__WORK REQUIRED__.
Please write out each entry below exactly as given.

◆ ◆ ◆

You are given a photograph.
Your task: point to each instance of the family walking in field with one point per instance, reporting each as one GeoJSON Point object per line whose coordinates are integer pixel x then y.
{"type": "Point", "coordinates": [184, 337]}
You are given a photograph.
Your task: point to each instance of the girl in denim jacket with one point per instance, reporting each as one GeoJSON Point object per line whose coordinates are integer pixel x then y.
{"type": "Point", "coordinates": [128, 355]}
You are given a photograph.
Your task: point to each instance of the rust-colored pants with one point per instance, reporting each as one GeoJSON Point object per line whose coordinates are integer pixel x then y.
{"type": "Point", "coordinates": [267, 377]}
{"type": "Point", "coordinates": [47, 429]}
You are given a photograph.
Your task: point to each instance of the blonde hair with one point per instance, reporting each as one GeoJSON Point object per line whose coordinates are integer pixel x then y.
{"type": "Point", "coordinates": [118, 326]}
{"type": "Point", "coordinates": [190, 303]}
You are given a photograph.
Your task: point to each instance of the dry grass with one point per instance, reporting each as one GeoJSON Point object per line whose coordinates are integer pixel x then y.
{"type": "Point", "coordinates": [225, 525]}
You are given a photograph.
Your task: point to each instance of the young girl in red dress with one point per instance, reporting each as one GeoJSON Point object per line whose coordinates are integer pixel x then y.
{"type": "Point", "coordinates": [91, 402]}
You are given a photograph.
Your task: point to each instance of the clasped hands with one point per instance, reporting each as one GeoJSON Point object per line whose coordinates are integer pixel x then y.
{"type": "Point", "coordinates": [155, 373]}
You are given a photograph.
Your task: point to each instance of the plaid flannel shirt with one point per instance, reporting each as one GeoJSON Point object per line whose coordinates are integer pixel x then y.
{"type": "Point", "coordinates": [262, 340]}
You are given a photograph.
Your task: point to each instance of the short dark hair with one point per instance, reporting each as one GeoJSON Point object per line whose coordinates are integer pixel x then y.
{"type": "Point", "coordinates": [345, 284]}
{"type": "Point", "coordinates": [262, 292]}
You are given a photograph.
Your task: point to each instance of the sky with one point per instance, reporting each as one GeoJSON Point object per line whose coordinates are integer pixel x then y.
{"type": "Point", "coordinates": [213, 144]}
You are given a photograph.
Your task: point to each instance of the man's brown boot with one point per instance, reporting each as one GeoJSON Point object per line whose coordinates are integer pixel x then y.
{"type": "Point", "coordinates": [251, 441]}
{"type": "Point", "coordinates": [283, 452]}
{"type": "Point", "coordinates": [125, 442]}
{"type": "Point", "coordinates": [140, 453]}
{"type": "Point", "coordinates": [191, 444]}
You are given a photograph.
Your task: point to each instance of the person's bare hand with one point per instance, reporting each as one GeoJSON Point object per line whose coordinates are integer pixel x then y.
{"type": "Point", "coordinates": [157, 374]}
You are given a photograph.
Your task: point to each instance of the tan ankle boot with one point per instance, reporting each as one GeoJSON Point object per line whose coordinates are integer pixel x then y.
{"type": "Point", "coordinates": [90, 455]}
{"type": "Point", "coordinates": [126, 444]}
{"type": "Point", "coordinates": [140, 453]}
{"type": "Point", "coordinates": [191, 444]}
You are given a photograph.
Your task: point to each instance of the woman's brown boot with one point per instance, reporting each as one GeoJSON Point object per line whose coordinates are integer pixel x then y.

◆ ◆ ◆

__RESPONSE AREA__.
You are given a photograph.
Your task: point to each instance of the family walking in field with one point per instance, reporting each as one GeoJSON Point object per line whose coordinates are integer pixel x then y.
{"type": "Point", "coordinates": [184, 337]}
You are given a photograph.
Your task: point to each instance of the girl in denim jacket with one point per instance, reporting each as one GeoJSON Point object per line whose coordinates are integer pixel x then y.
{"type": "Point", "coordinates": [128, 355]}
You are given a photograph.
Your task: point to each instance of the rust-colored pants with one point per instance, reporting each as one GeoJSON Point object per line whose coordinates are integer pixel x then y.
{"type": "Point", "coordinates": [267, 377]}
{"type": "Point", "coordinates": [47, 429]}
You are given a photograph.
Your task: point to each instance of the blonde hair with one point per instance, reporting each as one GeoJSON Point object per line whose coordinates are integer pixel x then y.
{"type": "Point", "coordinates": [118, 326]}
{"type": "Point", "coordinates": [190, 303]}
You are given a photograph.
Your task: point to each instance of the dry grass with one point per instance, reporting each as one GeoJSON Point object per line whose coordinates are integer pixel x then y.
{"type": "Point", "coordinates": [225, 525]}
You are given a photograph.
Your task: point to each instance of the young girl in red dress with one point per instance, reporting each as one GeoJSON Point object per line whose coordinates are integer pixel x then y.
{"type": "Point", "coordinates": [91, 402]}
You are given a photograph.
Your task: point to each instance of the clasped hands with one point per instance, reporting each as one GeoJSON Point object per line whose coordinates are integer pixel x then y.
{"type": "Point", "coordinates": [155, 373]}
You are given a photograph.
Your task: point to each instance of the plaid flannel shirt with one point per instance, reporting each as one GeoJSON Point object per line whose coordinates are integer pixel x then y.
{"type": "Point", "coordinates": [262, 340]}
You are given a photograph.
Your task: point to each instance of the short dark hair with one point per instance, reporting each as one GeoJSON Point object per line whose coordinates are integer pixel x then y.
{"type": "Point", "coordinates": [345, 284]}
{"type": "Point", "coordinates": [262, 292]}
You are given a photograph.
Your task: point to each instance of the sky with one point per instance, reporting each as one GeoJSON Point object per line whose coordinates are integer pixel x then y.
{"type": "Point", "coordinates": [213, 144]}
You are given a photograph.
Your task: point to each instance of the man's brown boot with one point per instance, reporting each as one GeoJSON Point object per line whose coordinates are integer pixel x then y.
{"type": "Point", "coordinates": [251, 441]}
{"type": "Point", "coordinates": [283, 452]}
{"type": "Point", "coordinates": [125, 442]}
{"type": "Point", "coordinates": [140, 453]}
{"type": "Point", "coordinates": [191, 444]}
You are given a photograph.
Your task: point to each instance of the person's bare hand with one point per instance, reporting each as one GeoJSON Point object per line whose coordinates are integer pixel x then y.
{"type": "Point", "coordinates": [157, 374]}
You are given a photograph.
Your task: point to each instance of the tan ankle boot with one point per instance, reporting each as one GeoJSON Point object per line whose coordinates are integer pixel x then y.
{"type": "Point", "coordinates": [90, 455]}
{"type": "Point", "coordinates": [126, 444]}
{"type": "Point", "coordinates": [140, 453]}
{"type": "Point", "coordinates": [191, 444]}
You are given a photograph.
Your task: point to each instance of the woman's brown boot with one point per instance, reporting each as one GeoJSON Point object per line whose coordinates are integer pixel x then y.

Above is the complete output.